- WORK INSTRUCTIONS
Please turn the records below into a numbered list with one line per item, dropping any blank lines. Leave the pictures out of your answer.

- DATASET EXTRACT

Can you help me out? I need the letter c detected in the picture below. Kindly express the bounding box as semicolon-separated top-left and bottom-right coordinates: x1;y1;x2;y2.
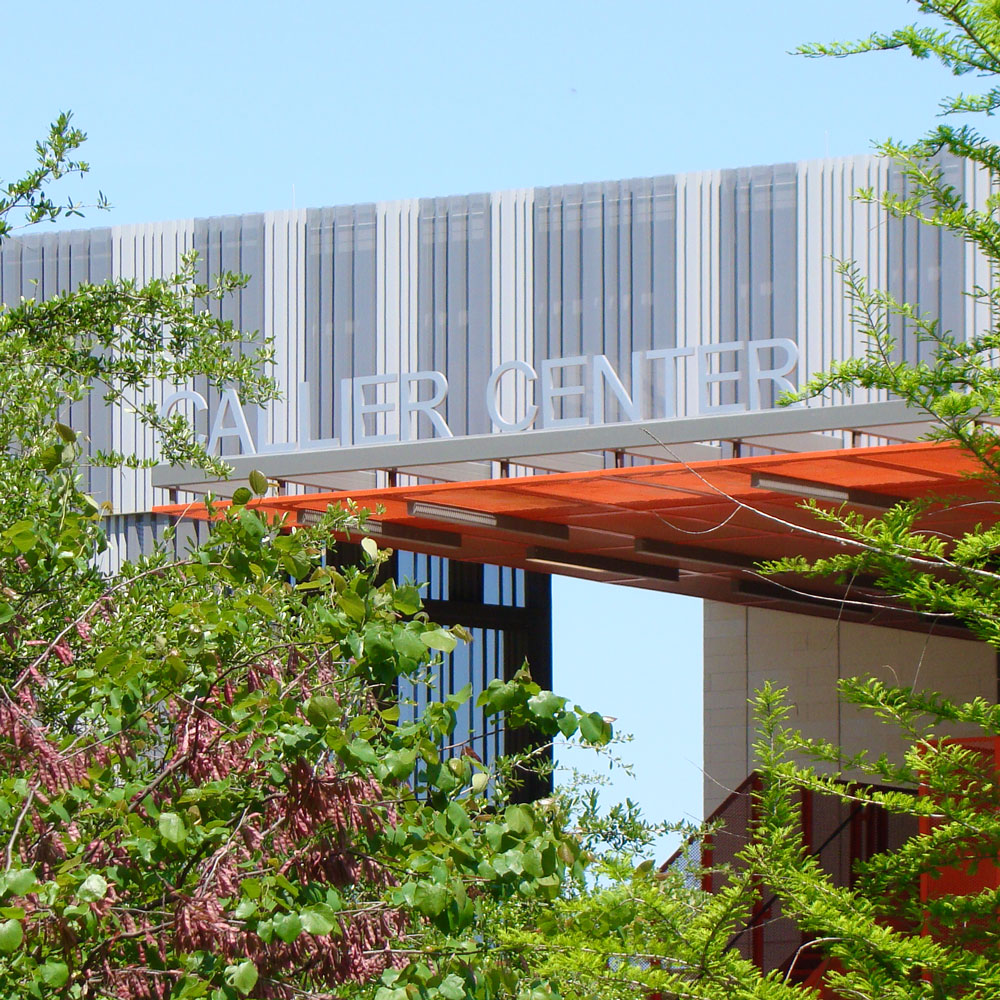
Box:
486;361;538;433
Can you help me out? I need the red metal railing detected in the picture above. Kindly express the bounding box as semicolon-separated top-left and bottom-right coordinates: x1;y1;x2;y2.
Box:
663;774;917;985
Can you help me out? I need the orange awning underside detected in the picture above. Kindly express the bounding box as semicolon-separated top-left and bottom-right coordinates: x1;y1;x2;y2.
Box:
156;443;1000;631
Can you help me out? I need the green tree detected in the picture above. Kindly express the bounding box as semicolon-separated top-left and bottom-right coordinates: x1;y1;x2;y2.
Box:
486;7;1000;1000
0;116;611;1000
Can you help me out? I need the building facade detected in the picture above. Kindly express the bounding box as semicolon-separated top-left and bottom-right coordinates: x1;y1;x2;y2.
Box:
0;157;997;811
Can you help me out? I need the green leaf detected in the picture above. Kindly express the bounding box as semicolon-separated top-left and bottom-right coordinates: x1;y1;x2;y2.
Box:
438;972;465;1000
338;590;365;622
0;920;24;952
392;585;420;615
274;913;303;944
158;813;187;844
305;694;342;729
347;737;378;764
5;868;37;896
528;691;566;719
420;628;458;653
226;958;257;996
299;903;338;937
76;872;108;903
38;962;69;989
247;469;269;497
580;712;611;745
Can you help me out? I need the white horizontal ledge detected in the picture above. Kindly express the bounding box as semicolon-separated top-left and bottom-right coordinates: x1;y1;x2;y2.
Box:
152;400;927;492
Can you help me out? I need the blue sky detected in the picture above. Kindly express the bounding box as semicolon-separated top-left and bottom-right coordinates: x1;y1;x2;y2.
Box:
0;0;958;852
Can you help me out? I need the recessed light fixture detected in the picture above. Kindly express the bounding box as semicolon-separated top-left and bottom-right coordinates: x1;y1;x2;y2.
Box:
406;500;569;541
524;548;680;583
750;472;851;503
635;538;759;570
750;472;904;510
296;510;462;549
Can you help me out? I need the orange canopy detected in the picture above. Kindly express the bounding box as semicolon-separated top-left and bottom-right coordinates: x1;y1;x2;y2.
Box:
156;442;1000;631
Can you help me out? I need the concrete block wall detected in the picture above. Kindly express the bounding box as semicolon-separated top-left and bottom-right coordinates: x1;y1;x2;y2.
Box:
704;601;997;816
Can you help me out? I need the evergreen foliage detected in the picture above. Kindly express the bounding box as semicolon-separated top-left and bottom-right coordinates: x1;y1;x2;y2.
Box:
0;116;611;1000
503;0;1000;1000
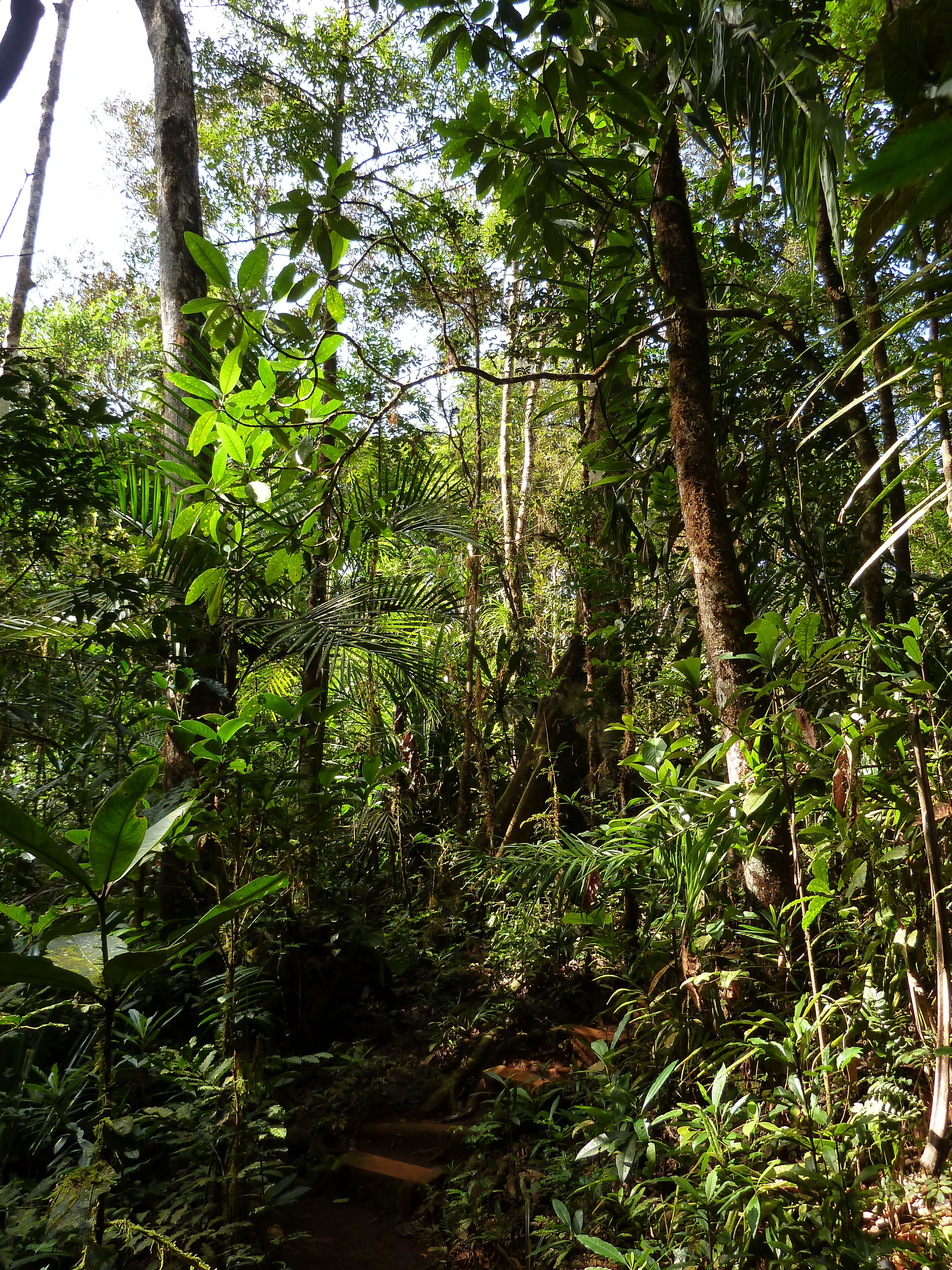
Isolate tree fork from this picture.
[4,0,72,356]
[816,197,886,626]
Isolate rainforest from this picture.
[0,0,952,1270]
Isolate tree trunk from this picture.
[457,291,482,833]
[499,264,519,589]
[509,363,538,622]
[473,635,585,850]
[136,0,206,452]
[651,126,793,908]
[0,0,72,354]
[0,0,46,102]
[651,126,753,762]
[816,197,886,626]
[301,0,350,792]
[909,710,949,1173]
[913,226,952,530]
[863,268,915,622]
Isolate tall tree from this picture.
[4,0,72,353]
[136,0,206,446]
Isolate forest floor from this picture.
[263,935,616,1270]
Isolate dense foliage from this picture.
[0,0,952,1270]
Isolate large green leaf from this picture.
[174,874,288,952]
[113,803,192,881]
[46,931,126,986]
[89,763,159,886]
[0,952,96,997]
[184,230,231,287]
[0,795,93,892]
[103,947,174,989]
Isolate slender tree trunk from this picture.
[651,126,753,762]
[816,198,886,626]
[6,0,72,354]
[863,268,915,622]
[651,126,793,908]
[499,264,519,587]
[301,0,350,791]
[913,227,952,530]
[457,292,482,833]
[510,366,538,621]
[909,710,949,1173]
[136,0,206,452]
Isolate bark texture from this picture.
[909,710,951,1173]
[651,127,753,742]
[816,198,886,626]
[0,0,72,353]
[863,269,915,622]
[136,0,206,447]
[0,0,46,102]
[913,226,952,530]
[499,264,519,587]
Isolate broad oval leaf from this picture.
[184,230,231,287]
[174,874,288,952]
[0,955,98,997]
[239,243,269,291]
[218,344,244,392]
[215,419,245,466]
[575,1234,628,1266]
[46,931,126,986]
[89,763,159,886]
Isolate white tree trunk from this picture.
[6,0,72,353]
[499,271,519,574]
[136,0,206,447]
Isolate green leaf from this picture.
[103,947,175,991]
[848,118,952,194]
[173,874,288,952]
[552,1199,572,1233]
[184,230,231,288]
[744,1195,760,1240]
[288,551,305,585]
[743,784,779,815]
[671,657,701,692]
[123,803,192,876]
[182,296,221,315]
[641,1059,678,1114]
[89,763,159,886]
[264,547,288,587]
[239,243,268,291]
[793,613,823,662]
[711,163,731,207]
[218,344,244,392]
[0,795,93,894]
[324,287,347,321]
[575,1234,628,1266]
[46,931,126,986]
[169,503,202,541]
[711,1063,727,1109]
[0,936,98,997]
[165,371,218,401]
[314,335,344,366]
[0,904,33,931]
[245,480,272,504]
[272,264,297,300]
[215,419,245,466]
[185,568,223,605]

- ANSWER TO THE TASK
1. Can you help me out? I need the letter c detected in the picture below. Kindly express the bounding box as semicolon-separated top-left and bottom-right coordinates: x1;y1;x2;y2.
2. Box:
3. 486;361;538;433
4. Can you help me out? I need the red metal railing detected in the picture above. Kindly express the bounding box as semicolon-separated top-left and bottom-right coordinates: x1;y1;x2;y2.
5. Box:
6. 663;774;917;985
7. Can you help me out? I need the orange awning underside detected in the picture above. Kindly express the bounding box as semicolon-separated top-left and bottom-right coordinates: x1;y1;x2;y2.
8. Box:
9. 156;443;1000;631
10. Can you help me out? I need the green tree detected in the picture above. Kindly express the bounding box as semicolon-separated top-left and bottom-right coordinates: x1;y1;x2;y2.
11. Box:
12. 486;7;1000;1000
13. 0;116;611;1000
14. Can you help me out? I need the building facade detected in the picture above. Kindly express the bounding box as semicolon-separated top-left and bottom-right coordinates: x1;y1;x2;y2.
15. Box:
16. 0;157;997;811
17. Can you help me out? I need the green leaf detected in the picture above. Kindly express the bounding box as semicolon-separated top-left and bottom-right coordinates: x1;y1;x2;y2.
18. Box:
19. 438;972;465;1000
20. 338;590;365;622
21. 0;920;24;952
22. 392;585;420;615
23. 274;913;303;944
24. 158;813;187;844
25. 305;694;342;729
26. 347;737;378;764
27. 5;868;37;896
28. 528;691;566;719
29. 420;628;458;653
30. 226;958;257;996
31. 299;903;338;937
32. 76;872;108;903
33. 38;962;69;989
34. 247;469;269;497
35. 580;712;611;745
36. Can you help me out? I need the white horizontal ledge detected in the picture above. Kindly express the bounding box as semicolon-separated top-left and bottom-right coordinates: x1;y1;x2;y2.
37. Box:
38. 152;400;927;492
39. Can you help me out? I need the blue sky detected in the picture above. Kindly express the bounding box as semicolon-separated top-left and bottom-right coordinates: x1;y1;x2;y2.
40. Box:
41. 0;0;958;852
42. Can you help me out? I need the recessed light fixture detected in the picture above. Kindly express the bounding box as semicolon-separated top-left and bottom-right coordinates: x1;y1;x2;y2.
43. Box:
44. 406;500;569;541
45. 524;548;680;583
46. 750;472;851;503
47. 635;538;759;570
48. 750;472;904;510
49. 296;510;462;549
50. Can you help me out? I need the orange canopy detected in the picture above. Kindly express the bounding box as semicolon-separated top-left and bottom-right coordinates: x1;y1;x2;y2.
51. Box:
52. 156;442;1000;631
53. Can you help me out? I need the concrete block wall detected in the picture above. Kindly express the bounding box as semicolon-separated top-left and bottom-right coordinates: x1;y1;x2;y2.
54. Box:
55. 704;601;997;816
56. Can you help me out? I need the evergreen foliage detected in the picture above. Kindly express the bounding box as semicolon-separated top-left and bottom-right coordinates: x1;y1;x2;y2.
57. Box:
58. 0;116;611;1000
59. 503;0;1000;1000
60. Isolate tree fork from this picture.
61. [4,0,72,356]
62. [816,197,886,626]
63. Isolate rainforest from this picture.
64. [0,0,952,1270]
65. Isolate tree trunk from this picture.
66. [457,291,482,833]
67. [499,264,519,589]
68. [509,363,538,622]
69. [473,635,585,850]
70. [136,0,206,452]
71. [651,126,793,908]
72. [0,0,72,354]
73. [0,0,46,102]
74. [651,126,753,762]
75. [816,197,886,626]
76. [301,0,350,792]
77. [909,710,949,1173]
78. [913,226,952,530]
79. [863,268,915,622]
80. Isolate tall tree from this picture.
81. [4,0,72,353]
82. [136,0,206,446]
83. Isolate forest floor from this picture.
84. [263,935,616,1270]
85. Isolate dense foliage from this picture.
86. [0,0,952,1270]
87. Isolate large green leaf from this picture.
88. [174,874,288,952]
89. [113,803,192,881]
90. [46,931,126,986]
91. [89,763,159,886]
92. [0,952,96,997]
93. [184,230,231,287]
94. [0,795,93,892]
95. [103,947,174,989]
96. Isolate slender tree trunk from this picture.
97. [651,126,753,762]
98. [816,198,886,626]
99. [6,0,72,354]
100. [863,268,915,622]
101. [651,126,793,908]
102. [499,264,519,587]
103. [301,0,350,791]
104. [913,227,952,530]
105. [457,292,482,833]
106. [510,366,538,621]
107. [909,710,949,1173]
108. [136,0,206,452]
109. Isolate bark texture from this picture.
110. [909,710,951,1173]
111. [651,127,753,742]
112. [816,198,886,626]
113. [0,0,72,353]
114. [863,269,915,622]
115. [136,0,206,447]
116. [0,0,46,102]
117. [913,226,952,530]
118. [499,264,519,587]
119. Isolate broad oval leaf from this picture.
120. [184,230,231,287]
121. [174,874,288,952]
122. [0,955,98,997]
123. [239,243,269,291]
124. [218,344,244,392]
125. [215,419,245,466]
126. [575,1234,628,1266]
127. [46,931,126,986]
128. [89,763,159,886]
129. Isolate white tree trunk from this picture.
130. [6,0,72,353]
131. [499,271,519,574]
132. [136,0,206,447]
133. Isolate green leaf from this picture.
134. [103,947,175,991]
135. [848,118,952,194]
136. [173,874,288,952]
137. [552,1199,572,1233]
138. [184,230,231,288]
139. [744,1195,760,1240]
140. [288,551,305,585]
141. [743,784,779,815]
142. [671,657,701,692]
143. [123,803,192,876]
144. [182,296,221,315]
145. [641,1059,678,1114]
146. [89,763,159,886]
147. [264,547,288,587]
148. [239,243,268,291]
149. [793,613,823,662]
150. [711,163,731,207]
151. [218,344,244,392]
152. [0,795,93,894]
153. [324,287,347,321]
154. [575,1234,628,1266]
155. [46,931,126,986]
156. [169,503,202,541]
157. [711,1063,727,1109]
158. [0,936,98,997]
159. [165,371,218,401]
160. [314,335,344,366]
161. [0,904,33,931]
162. [245,480,272,504]
163. [272,264,297,300]
164. [215,419,245,466]
165. [185,568,223,605]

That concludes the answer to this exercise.